** Opening EXTRACTED RECORDS block **
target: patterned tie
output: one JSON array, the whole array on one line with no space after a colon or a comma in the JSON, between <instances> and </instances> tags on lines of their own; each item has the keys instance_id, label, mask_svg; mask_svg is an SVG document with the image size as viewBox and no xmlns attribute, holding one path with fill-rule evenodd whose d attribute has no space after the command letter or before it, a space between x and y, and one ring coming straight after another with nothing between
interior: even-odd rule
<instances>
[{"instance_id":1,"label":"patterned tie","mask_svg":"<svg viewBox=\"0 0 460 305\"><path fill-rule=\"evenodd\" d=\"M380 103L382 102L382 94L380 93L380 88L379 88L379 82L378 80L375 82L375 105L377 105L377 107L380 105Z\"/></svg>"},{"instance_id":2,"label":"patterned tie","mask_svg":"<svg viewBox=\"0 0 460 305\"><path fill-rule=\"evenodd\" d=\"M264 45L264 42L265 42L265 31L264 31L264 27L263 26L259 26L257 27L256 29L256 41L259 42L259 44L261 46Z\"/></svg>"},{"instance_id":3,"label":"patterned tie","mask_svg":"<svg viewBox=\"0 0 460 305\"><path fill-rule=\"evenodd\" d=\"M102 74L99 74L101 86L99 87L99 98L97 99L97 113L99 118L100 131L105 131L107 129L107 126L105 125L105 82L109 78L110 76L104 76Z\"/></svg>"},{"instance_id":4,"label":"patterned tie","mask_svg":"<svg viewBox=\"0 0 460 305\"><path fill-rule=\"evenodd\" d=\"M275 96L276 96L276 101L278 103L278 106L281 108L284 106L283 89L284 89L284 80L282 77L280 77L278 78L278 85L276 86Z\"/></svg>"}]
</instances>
** Closing EXTRACTED RECORDS block **
WORK TASK: Only the lines from the one with "output: one JSON" through the final line above belong in the answer, each reproduced word for word.

RESULT FOR THIS EXERCISE:
output: one JSON array, the whole array on one line with no space after a colon or a comma in the JSON, between <instances> and </instances> tags on lines of their own; each item has the keys instance_id, label, mask_svg; mask_svg is an SVG document with the image size as viewBox and no xmlns attribute, holding one path with fill-rule evenodd whose d attribute has no space after the command letter or before it, a space between x and y, and one ring coming straight after another with nothing between
interior: even-odd rule
<instances>
[{"instance_id":1,"label":"patterned tie","mask_svg":"<svg viewBox=\"0 0 460 305\"><path fill-rule=\"evenodd\" d=\"M380 103L382 102L382 94L380 93L380 88L379 88L379 82L378 80L375 82L375 105L377 105L377 107L380 105Z\"/></svg>"},{"instance_id":2,"label":"patterned tie","mask_svg":"<svg viewBox=\"0 0 460 305\"><path fill-rule=\"evenodd\" d=\"M264 45L264 42L265 42L265 31L264 31L264 27L263 26L259 26L257 27L256 29L256 41L259 42L259 44L261 46Z\"/></svg>"},{"instance_id":3,"label":"patterned tie","mask_svg":"<svg viewBox=\"0 0 460 305\"><path fill-rule=\"evenodd\" d=\"M102 74L99 74L101 86L99 87L99 98L97 99L97 113L99 118L100 131L105 131L107 129L107 126L105 125L105 82L109 78L110 76L104 76Z\"/></svg>"},{"instance_id":4,"label":"patterned tie","mask_svg":"<svg viewBox=\"0 0 460 305\"><path fill-rule=\"evenodd\" d=\"M275 96L276 96L276 101L278 103L278 106L281 108L284 106L283 89L284 89L284 80L282 77L280 77L278 78L278 85L276 86Z\"/></svg>"}]
</instances>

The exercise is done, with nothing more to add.